─── INPUT RECORDS ───

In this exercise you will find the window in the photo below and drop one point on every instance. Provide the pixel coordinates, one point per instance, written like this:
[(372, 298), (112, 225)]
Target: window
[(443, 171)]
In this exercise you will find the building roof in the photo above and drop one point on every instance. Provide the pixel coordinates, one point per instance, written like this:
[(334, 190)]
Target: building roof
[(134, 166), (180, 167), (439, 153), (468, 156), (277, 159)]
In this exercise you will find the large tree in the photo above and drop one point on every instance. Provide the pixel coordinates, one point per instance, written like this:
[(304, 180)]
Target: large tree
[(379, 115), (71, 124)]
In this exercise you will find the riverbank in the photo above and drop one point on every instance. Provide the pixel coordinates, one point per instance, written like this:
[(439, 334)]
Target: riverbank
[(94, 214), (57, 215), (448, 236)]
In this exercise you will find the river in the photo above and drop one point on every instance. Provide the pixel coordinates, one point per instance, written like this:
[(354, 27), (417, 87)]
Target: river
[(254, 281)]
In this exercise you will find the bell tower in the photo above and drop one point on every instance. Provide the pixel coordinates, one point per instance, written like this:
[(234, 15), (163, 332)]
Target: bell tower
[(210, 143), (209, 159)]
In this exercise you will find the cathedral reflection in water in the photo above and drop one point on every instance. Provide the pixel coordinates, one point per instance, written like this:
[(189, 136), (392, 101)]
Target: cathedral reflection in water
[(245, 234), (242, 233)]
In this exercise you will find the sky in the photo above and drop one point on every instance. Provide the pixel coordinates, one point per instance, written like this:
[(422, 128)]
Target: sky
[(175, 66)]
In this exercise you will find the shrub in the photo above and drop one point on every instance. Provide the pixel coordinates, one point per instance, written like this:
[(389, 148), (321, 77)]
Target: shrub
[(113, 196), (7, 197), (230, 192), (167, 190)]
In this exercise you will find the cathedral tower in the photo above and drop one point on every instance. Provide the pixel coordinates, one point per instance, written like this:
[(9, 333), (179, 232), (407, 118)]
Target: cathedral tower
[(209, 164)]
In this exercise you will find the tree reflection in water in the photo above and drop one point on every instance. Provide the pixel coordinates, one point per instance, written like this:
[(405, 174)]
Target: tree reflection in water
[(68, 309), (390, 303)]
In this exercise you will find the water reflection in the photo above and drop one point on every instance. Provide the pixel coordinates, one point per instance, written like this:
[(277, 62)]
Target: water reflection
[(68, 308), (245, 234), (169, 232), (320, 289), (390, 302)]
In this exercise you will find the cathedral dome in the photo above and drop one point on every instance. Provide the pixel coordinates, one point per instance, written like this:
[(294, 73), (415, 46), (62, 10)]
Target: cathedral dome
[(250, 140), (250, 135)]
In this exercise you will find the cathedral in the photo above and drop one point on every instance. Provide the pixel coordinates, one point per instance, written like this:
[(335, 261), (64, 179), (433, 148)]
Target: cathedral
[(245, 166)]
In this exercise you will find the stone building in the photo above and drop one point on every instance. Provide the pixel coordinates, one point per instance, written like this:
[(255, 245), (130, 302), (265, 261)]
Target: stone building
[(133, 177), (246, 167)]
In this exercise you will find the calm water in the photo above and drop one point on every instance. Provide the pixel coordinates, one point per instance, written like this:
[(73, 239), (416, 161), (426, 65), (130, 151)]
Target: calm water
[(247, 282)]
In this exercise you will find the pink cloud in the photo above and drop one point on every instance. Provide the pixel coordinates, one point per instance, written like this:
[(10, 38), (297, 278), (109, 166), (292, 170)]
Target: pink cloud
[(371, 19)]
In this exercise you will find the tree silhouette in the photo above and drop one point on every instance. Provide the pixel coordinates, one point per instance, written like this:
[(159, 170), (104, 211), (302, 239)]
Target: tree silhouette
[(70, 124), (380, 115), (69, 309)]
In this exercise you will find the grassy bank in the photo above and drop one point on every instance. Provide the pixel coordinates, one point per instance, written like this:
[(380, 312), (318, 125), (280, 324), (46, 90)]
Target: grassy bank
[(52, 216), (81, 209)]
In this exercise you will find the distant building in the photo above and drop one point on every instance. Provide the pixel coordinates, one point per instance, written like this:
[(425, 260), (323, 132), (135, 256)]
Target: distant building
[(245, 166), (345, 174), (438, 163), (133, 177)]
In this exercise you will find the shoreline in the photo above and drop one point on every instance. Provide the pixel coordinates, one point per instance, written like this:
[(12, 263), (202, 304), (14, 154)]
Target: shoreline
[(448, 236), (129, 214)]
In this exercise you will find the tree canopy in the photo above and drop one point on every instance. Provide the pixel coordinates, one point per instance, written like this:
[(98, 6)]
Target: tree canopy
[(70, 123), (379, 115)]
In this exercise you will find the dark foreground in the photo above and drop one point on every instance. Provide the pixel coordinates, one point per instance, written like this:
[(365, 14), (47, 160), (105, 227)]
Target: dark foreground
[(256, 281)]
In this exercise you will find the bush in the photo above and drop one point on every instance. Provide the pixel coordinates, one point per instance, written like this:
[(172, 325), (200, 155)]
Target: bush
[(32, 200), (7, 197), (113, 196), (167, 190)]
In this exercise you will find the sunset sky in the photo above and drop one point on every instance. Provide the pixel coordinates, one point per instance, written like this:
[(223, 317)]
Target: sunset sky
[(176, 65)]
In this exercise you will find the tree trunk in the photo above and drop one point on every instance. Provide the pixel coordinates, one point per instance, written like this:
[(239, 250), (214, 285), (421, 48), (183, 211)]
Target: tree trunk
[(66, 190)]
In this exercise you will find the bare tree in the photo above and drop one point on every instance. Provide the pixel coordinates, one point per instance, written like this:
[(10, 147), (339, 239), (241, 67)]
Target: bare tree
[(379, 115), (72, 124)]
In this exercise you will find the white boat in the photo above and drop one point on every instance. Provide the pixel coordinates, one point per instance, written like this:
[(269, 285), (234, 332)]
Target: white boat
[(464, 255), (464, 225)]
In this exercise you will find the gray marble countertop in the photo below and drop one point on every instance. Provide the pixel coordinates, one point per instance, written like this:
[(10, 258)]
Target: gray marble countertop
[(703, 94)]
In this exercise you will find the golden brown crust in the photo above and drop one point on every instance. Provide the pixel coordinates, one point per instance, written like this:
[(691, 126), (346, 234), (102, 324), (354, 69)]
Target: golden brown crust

───

WHAT THE EXERCISE ASKS: Set down exactly what runs from the line with "Target: white boat" to the last line of the data above, including both of those lines and no others.

RESPONSE BOX:
Target: white boat
[(464, 255), (464, 225)]
In this exercise you will find the gray marble countertop in the photo below and drop one point on every instance. Provide the pixel coordinates, one point per instance, written like this:
[(10, 258)]
Target: gray marble countertop
[(703, 94)]
In this exercise you will find the golden brown crust in the photo above and drop one point on every instance. Provide the pixel coordinates, one point per instance, written like this:
[(691, 126), (346, 234), (102, 324), (354, 69)]
Target: golden brown crust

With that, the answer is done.